→ Reading passage
────────────────────────────────────────

Dive Brief:
- Economic growth and improving real estate fundamentals are set to drive moderate recovery in real estate investment and leasing activity next year, according to CBRE’s 2025 U.S. Real Estate Markets Outlook.
- Shortages of prime space are set to emerge toward year-end, with a steady revival of offices in downtown U.S. markets expected in 2025, CBRE says. The firm expects pricing to rise for all property types, even office, as the market stabilizes and reaches a steady state.
- With anticipated shifts in occupier sentiment from a contraction-oriented approach to stabilization, or even expansion, and declining interest rates, the market is set for “the most optimistic outlook in years,” despite challenges with subpar office-using job growth, substantial sublease space and high vacancies in lower-tier office properties, CBRE says.
Dive Insight:
More than a third of the 225 corporate real estate executives who responded to CBRE’s 2024 Americas Office Occupier Sentiment Survey said they plan to increase their portfolio requirements over the next two years, while 25% expect their real estate portfolios to remain unchanged. While rightsizing will continue in the new year, its report detailing these findings suggests that most portfolio readjustments have occurred over the past four years.

────────────────────────────────────────

→ Dataset extract
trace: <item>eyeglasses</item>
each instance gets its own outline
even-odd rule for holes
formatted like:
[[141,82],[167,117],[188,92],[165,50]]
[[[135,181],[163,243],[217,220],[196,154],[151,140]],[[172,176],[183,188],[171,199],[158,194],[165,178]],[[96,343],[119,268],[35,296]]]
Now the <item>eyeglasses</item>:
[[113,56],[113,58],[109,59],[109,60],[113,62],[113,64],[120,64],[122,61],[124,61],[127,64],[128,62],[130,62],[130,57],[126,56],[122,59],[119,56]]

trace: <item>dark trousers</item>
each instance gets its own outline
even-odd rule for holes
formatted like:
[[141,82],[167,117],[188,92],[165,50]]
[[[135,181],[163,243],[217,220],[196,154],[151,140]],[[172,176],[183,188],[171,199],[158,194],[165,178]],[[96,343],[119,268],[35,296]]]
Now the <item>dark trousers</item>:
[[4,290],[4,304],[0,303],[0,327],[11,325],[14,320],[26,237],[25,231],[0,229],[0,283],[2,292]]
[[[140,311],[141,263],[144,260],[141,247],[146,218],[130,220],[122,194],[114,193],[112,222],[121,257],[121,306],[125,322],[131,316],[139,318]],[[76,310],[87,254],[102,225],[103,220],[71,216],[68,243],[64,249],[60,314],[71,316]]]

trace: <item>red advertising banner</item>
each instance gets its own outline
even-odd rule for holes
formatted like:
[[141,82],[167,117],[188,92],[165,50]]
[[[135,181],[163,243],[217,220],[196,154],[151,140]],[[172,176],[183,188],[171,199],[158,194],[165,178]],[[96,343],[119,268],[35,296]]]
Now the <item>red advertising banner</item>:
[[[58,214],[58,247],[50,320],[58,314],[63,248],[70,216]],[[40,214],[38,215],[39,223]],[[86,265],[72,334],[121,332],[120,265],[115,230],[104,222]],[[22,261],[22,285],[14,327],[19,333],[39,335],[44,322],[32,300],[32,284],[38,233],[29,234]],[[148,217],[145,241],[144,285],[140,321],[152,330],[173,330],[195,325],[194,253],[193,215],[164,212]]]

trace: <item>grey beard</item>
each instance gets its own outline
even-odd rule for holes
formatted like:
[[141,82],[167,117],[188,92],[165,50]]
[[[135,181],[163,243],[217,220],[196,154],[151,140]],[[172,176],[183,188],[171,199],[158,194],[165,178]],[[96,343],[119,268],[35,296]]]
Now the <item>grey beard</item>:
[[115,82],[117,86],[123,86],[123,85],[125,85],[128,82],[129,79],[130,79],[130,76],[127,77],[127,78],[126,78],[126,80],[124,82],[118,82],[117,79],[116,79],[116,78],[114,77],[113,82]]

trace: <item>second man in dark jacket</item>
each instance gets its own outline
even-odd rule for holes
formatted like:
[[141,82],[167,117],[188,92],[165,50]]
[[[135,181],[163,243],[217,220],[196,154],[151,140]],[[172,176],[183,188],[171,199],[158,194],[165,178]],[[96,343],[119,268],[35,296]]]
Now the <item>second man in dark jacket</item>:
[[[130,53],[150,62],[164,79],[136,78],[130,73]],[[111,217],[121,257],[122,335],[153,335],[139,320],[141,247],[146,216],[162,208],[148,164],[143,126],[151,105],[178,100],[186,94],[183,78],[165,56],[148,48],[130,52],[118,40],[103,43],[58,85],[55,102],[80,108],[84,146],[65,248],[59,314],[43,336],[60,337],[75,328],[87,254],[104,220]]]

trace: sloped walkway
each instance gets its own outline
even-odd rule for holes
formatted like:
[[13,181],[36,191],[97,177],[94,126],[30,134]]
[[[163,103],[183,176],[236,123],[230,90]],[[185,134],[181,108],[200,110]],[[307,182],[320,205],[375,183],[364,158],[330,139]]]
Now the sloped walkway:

────────────────────────────────────────

Can you reproduce the passage from the real estate outlook brief word for word, starting at "- Shortages of" and ending at "a steady state."?

→ Answer for this exercise
- Shortages of prime space are set to emerge toward year-end, with a steady revival of offices in downtown U.S. markets expected in 2025, CBRE says. The firm expects pricing to rise for all property types, even office, as the market stabilizes and reaches a steady state.